Can you format the lines from the first row through the line containing "[282,207,390,253]" as a Markdown table with the columns No. and Line, leaving out blank lines and pictures?

(Data listing)
^^^^

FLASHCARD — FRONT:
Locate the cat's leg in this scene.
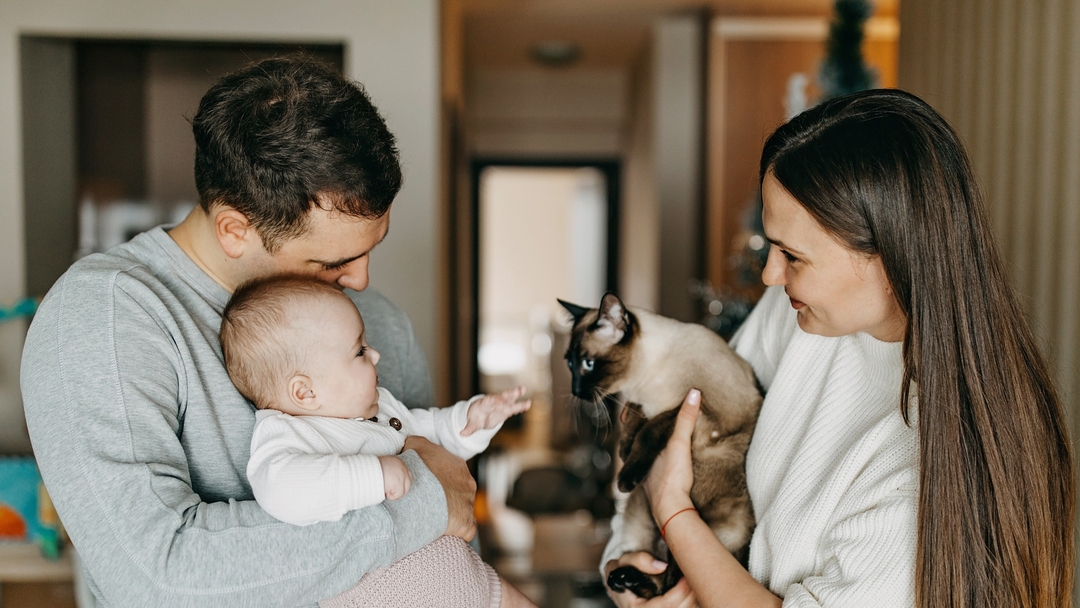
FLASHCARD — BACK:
[607,488,664,599]
[619,407,678,492]
[619,403,648,461]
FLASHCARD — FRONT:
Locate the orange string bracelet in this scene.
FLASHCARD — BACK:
[660,506,697,538]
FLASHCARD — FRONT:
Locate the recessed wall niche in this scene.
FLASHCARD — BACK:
[19,36,345,296]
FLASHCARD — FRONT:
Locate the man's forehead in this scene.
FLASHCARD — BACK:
[282,207,390,253]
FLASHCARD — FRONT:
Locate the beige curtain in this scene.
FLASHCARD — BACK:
[899,0,1080,431]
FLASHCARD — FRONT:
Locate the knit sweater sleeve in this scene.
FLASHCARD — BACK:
[774,399,919,608]
[784,449,918,608]
[730,287,798,391]
[247,410,386,526]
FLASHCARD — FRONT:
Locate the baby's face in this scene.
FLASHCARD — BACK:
[303,297,379,418]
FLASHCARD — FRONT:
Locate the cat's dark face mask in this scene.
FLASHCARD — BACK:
[558,293,637,401]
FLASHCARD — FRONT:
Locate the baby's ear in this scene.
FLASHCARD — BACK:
[288,374,319,411]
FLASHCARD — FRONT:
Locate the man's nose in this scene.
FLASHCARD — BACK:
[337,260,368,292]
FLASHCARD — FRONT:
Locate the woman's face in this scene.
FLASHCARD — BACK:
[761,172,905,342]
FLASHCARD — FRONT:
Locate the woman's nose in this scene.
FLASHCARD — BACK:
[761,245,786,287]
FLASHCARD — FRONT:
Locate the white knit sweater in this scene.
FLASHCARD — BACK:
[605,287,918,608]
[247,388,502,526]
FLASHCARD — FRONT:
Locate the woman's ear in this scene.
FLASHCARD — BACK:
[288,374,319,411]
[214,205,261,259]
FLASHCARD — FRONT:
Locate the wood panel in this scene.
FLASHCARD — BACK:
[705,18,897,297]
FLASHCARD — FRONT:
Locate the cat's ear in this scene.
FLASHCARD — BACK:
[596,292,630,342]
[556,298,589,325]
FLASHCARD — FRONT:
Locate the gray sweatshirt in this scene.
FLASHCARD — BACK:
[22,228,447,607]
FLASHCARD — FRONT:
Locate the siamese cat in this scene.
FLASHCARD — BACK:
[559,293,762,598]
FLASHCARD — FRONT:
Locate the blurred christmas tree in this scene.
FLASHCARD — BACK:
[818,0,877,102]
[693,0,878,338]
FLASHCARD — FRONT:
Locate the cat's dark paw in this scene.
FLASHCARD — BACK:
[619,461,652,494]
[608,566,660,599]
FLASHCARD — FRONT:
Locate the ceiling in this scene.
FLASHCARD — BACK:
[461,0,899,70]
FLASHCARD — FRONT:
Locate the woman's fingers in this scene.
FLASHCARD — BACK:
[672,389,701,445]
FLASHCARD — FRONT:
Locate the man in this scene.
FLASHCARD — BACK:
[22,59,475,607]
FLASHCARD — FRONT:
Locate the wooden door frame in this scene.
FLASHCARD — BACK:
[468,157,622,394]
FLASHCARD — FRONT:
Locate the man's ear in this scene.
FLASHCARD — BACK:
[288,374,319,411]
[214,205,261,259]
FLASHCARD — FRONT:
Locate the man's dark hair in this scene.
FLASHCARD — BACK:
[191,56,402,249]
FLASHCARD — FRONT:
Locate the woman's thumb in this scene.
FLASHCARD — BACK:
[674,389,701,441]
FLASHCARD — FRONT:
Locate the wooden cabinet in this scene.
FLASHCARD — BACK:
[705,17,899,297]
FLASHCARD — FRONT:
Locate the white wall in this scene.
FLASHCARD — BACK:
[652,14,704,321]
[0,0,438,451]
[619,45,660,311]
[465,68,629,159]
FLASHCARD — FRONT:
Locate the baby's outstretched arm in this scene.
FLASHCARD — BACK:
[461,387,532,437]
[379,456,413,500]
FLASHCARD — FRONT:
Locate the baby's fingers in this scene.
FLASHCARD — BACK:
[499,386,525,402]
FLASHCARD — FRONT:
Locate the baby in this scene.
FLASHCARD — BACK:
[221,276,532,608]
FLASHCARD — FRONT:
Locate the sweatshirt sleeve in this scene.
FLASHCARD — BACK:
[247,413,386,526]
[22,271,446,608]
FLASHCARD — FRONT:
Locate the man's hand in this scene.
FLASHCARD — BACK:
[405,435,476,541]
[461,387,532,437]
[604,551,698,608]
[379,456,413,500]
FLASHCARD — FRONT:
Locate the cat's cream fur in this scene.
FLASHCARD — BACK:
[564,294,762,600]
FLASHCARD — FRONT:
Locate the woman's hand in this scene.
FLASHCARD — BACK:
[604,551,698,608]
[643,389,701,529]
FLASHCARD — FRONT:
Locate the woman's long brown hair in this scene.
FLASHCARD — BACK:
[760,90,1076,608]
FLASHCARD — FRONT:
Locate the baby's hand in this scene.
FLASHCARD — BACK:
[461,387,532,437]
[379,456,413,500]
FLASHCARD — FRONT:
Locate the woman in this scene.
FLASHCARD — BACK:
[605,90,1076,608]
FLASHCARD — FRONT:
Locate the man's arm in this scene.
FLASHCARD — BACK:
[22,273,447,606]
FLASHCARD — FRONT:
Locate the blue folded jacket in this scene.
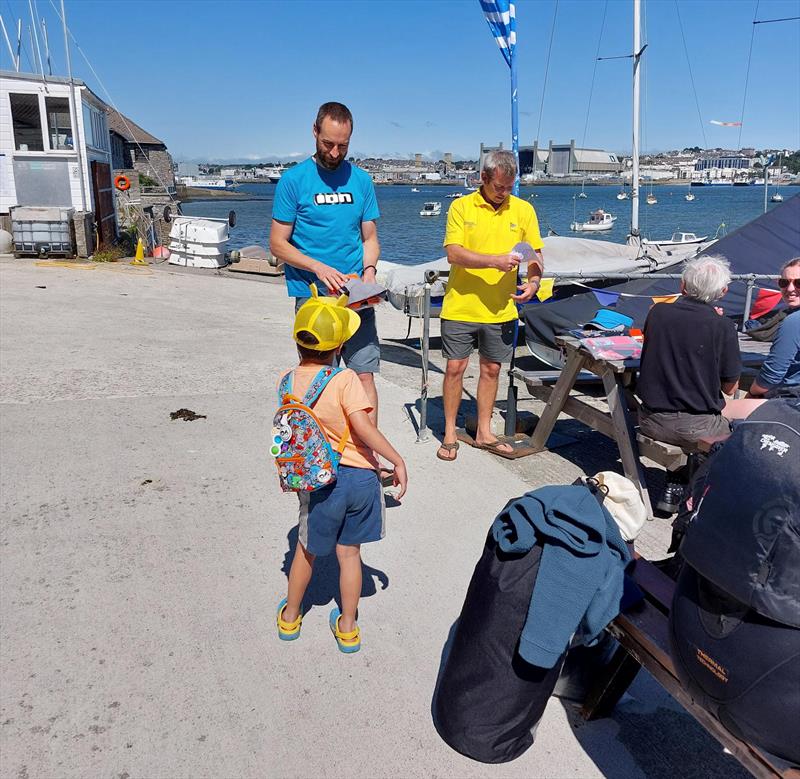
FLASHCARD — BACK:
[492,486,631,668]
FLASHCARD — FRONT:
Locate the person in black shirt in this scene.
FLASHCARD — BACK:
[637,256,742,511]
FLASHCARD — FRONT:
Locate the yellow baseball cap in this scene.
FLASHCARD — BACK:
[293,284,361,352]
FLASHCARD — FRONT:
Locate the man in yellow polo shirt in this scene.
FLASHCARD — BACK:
[436,151,544,461]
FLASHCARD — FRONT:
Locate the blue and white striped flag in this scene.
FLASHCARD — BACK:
[479,0,517,67]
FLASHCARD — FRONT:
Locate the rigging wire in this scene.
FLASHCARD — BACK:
[50,0,175,200]
[536,0,558,149]
[736,0,761,149]
[639,0,653,235]
[675,0,708,149]
[581,0,608,149]
[6,0,36,73]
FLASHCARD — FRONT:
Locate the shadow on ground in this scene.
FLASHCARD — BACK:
[561,688,750,779]
[281,525,389,614]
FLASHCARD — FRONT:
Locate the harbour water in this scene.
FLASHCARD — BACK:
[183,184,798,265]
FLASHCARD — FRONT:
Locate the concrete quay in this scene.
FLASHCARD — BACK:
[0,259,746,779]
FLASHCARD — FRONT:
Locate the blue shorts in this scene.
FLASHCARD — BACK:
[298,465,385,555]
[294,298,381,373]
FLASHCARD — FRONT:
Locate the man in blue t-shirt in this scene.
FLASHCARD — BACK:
[269,103,380,422]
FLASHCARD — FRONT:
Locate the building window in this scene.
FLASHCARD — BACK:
[9,94,44,151]
[92,111,108,151]
[44,97,75,151]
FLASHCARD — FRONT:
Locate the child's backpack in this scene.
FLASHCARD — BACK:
[269,366,350,492]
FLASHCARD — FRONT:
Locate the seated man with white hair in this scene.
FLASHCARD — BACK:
[637,256,742,512]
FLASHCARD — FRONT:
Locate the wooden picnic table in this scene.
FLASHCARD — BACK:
[581,555,800,779]
[513,333,770,517]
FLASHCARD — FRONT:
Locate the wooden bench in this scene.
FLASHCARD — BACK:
[581,557,800,779]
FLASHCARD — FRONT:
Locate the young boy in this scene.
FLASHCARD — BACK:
[277,284,408,653]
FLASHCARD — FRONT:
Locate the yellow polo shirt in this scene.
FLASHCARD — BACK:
[441,190,544,324]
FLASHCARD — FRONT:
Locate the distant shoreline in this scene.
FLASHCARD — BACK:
[178,179,800,203]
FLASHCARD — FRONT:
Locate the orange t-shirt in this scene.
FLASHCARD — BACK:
[284,365,378,470]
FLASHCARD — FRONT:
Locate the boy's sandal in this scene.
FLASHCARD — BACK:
[329,606,361,655]
[276,598,303,641]
[436,441,458,463]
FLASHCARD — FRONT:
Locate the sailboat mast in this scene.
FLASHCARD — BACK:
[631,0,642,238]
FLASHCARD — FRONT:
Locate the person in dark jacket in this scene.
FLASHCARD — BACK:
[747,257,800,398]
[638,256,742,513]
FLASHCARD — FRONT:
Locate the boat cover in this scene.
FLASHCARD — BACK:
[523,195,800,356]
[378,236,707,316]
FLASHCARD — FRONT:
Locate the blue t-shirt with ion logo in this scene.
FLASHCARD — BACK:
[272,157,380,298]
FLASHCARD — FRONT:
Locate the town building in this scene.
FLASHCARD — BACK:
[694,154,752,170]
[480,140,623,177]
[0,71,117,248]
[108,107,175,193]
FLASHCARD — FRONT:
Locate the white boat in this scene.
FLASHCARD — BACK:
[642,232,708,248]
[569,208,617,233]
[178,176,235,189]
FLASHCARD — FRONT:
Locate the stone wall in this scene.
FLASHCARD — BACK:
[72,211,95,257]
[130,145,175,187]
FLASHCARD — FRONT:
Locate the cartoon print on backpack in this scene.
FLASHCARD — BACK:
[269,367,349,492]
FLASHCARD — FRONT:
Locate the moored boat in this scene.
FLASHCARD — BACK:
[569,208,617,233]
[642,232,708,248]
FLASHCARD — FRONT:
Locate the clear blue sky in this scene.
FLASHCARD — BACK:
[0,0,800,160]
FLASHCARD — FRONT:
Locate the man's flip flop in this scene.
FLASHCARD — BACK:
[275,598,303,641]
[436,441,458,463]
[475,439,514,457]
[329,606,361,655]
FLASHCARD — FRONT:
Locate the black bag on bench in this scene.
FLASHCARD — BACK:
[433,533,566,763]
[670,400,800,763]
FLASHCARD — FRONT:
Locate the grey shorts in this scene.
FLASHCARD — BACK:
[439,319,514,362]
[639,408,731,449]
[294,298,381,373]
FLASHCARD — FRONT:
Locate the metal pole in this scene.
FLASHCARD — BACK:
[0,16,16,67]
[42,17,53,76]
[742,276,755,332]
[509,22,519,197]
[61,0,86,211]
[28,0,44,81]
[503,316,519,436]
[417,274,432,444]
[631,0,642,238]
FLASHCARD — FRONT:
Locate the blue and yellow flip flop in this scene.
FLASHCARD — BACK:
[329,606,361,655]
[276,598,303,641]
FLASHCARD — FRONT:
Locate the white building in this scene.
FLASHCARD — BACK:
[0,71,116,243]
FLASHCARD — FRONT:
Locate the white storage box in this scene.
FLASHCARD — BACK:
[169,216,229,268]
[11,206,75,256]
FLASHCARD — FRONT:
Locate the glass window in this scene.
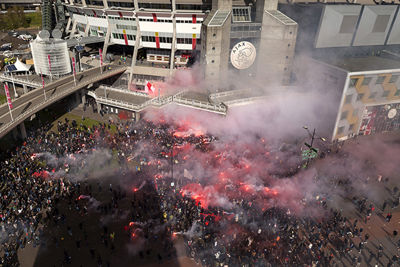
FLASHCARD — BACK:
[376,76,386,84]
[389,75,399,83]
[340,110,349,120]
[362,77,372,85]
[232,7,251,22]
[344,95,353,104]
[350,78,358,86]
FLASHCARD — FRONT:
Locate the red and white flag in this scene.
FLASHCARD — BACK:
[99,48,103,67]
[144,81,156,95]
[4,83,13,109]
[47,55,51,73]
[72,57,76,76]
[40,72,44,88]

^^^^

-- Completed task --
| No. | Line |
|---|---|
| 1 | FLASHCARD — FRONT: |
| 2 | Locate the cat's leg in this scene. |
| 3 | FLASHCARD — BACK: |
| 4 | [607,488,664,599] |
| 5 | [619,407,678,492] |
| 6 | [619,403,648,461] |
| 7 | FLASHCARD — FRONT: |
| 8 | Locate the orange string bracelet in this scene. |
| 9 | FLASHCARD — BACK: |
| 10 | [660,506,697,538] |
| 11 | FLASHCARD — FRONT: |
| 12 | Locate the recessed wall niche in this scene. |
| 13 | FLASHCARD — BACK: |
| 14 | [19,36,345,296] |
| 15 | FLASHCARD — FRONT: |
| 16 | Locate the man's forehead in this scene. |
| 17 | FLASHCARD — BACK: |
| 18 | [282,207,390,253] |